• **EXERCISE REQUIREMENTS**
Lines with "dark": how many are there in the listing below? Reply with the number only.
** MATERIAL FOR THIS EXERCISE follows **
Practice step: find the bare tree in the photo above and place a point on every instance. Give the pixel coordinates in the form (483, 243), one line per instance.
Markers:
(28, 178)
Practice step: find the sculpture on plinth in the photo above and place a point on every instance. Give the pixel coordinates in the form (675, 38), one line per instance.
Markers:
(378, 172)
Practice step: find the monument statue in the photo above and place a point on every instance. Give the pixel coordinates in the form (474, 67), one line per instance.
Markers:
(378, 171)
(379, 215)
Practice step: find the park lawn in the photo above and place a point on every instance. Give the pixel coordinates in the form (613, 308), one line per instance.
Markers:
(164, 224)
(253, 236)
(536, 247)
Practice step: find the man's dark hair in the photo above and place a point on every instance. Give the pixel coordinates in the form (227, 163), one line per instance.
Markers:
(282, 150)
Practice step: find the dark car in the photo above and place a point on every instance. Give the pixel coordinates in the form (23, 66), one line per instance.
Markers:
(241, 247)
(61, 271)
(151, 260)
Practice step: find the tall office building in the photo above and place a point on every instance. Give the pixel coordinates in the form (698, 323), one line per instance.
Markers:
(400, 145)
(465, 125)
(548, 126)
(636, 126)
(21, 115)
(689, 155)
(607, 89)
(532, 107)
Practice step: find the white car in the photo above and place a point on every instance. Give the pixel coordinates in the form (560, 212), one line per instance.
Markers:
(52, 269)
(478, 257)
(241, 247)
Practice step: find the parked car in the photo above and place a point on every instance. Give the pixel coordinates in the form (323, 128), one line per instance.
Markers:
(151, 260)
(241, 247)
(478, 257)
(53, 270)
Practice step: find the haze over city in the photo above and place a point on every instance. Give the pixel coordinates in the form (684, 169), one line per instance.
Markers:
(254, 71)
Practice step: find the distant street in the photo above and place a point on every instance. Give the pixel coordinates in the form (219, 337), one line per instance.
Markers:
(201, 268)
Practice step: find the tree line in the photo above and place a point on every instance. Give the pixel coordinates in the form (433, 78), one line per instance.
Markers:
** End of MATERIAL FOR THIS EXERCISE **
• **REPLY TO THE EXERCISE**
2